◆ DATA FOR THE TASK:

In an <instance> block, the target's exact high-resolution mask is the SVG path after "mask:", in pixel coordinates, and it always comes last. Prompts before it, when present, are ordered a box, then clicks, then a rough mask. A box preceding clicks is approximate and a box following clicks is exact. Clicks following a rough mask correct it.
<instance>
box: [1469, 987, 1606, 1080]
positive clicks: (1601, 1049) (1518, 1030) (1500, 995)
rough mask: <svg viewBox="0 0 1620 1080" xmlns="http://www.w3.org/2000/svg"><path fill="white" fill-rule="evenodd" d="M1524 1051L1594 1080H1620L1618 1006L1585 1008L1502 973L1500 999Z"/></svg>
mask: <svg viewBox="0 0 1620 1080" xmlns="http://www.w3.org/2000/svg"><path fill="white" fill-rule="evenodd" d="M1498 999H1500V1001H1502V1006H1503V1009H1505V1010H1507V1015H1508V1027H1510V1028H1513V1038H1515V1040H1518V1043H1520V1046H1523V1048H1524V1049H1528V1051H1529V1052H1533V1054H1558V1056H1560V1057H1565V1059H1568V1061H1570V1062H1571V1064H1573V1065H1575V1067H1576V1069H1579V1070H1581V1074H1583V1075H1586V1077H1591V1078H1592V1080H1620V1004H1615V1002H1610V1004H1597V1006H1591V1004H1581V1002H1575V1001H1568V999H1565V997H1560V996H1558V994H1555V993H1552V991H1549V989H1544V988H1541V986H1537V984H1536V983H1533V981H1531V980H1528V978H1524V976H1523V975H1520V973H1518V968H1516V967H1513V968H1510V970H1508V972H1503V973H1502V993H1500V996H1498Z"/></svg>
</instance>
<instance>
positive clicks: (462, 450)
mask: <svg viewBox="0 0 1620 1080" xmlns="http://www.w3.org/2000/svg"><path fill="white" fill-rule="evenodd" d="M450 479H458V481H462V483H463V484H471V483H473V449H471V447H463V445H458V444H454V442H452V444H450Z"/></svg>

◆ EXERCISE DESCRIPTION: Restate the records above verbatim, omitting no line.

◆ RESULT FOR THIS TASK:
In an <instance> block, the target's exact high-resolution mask is the SVG path after "mask:", in pixel coordinates, and it always comes last. Prompts before it, when present, are ordered a box, then clicks, then a rough mask. A box preceding clicks is approximate and a box following clicks is exact. Clicks following a rough mask correct it.
<instance>
box: [1469, 987, 1606, 1080]
positive clicks: (1601, 1049) (1518, 1030) (1500, 995)
rough mask: <svg viewBox="0 0 1620 1080" xmlns="http://www.w3.org/2000/svg"><path fill="white" fill-rule="evenodd" d="M1524 1051L1594 1080H1620L1618 1006L1585 1008L1502 973L1500 999Z"/></svg>
mask: <svg viewBox="0 0 1620 1080" xmlns="http://www.w3.org/2000/svg"><path fill="white" fill-rule="evenodd" d="M1498 999H1500V1001H1502V1006H1503V1009H1505V1010H1507V1015H1508V1027H1510V1028H1513V1038H1515V1040H1518V1043H1520V1046H1523V1048H1524V1049H1528V1051H1529V1052H1533V1054H1558V1056H1560V1057H1565V1059H1568V1061H1570V1062H1571V1064H1573V1065H1575V1067H1576V1069H1579V1070H1581V1074H1583V1075H1586V1077H1591V1078H1592V1080H1620V1004H1615V1002H1610V1004H1597V1006H1591V1004H1581V1002H1575V1001H1568V999H1565V997H1560V996H1558V994H1555V993H1552V991H1549V989H1544V988H1541V986H1537V984H1536V983H1533V981H1531V980H1528V978H1524V976H1523V975H1520V973H1518V968H1516V967H1513V968H1510V970H1508V972H1503V973H1502V993H1500V996H1498Z"/></svg>
</instance>
<instance>
positive clicks: (462, 450)
mask: <svg viewBox="0 0 1620 1080" xmlns="http://www.w3.org/2000/svg"><path fill="white" fill-rule="evenodd" d="M450 479H458V481H462V483H463V484H471V483H473V449H471V447H463V445H458V444H454V442H452V444H450Z"/></svg>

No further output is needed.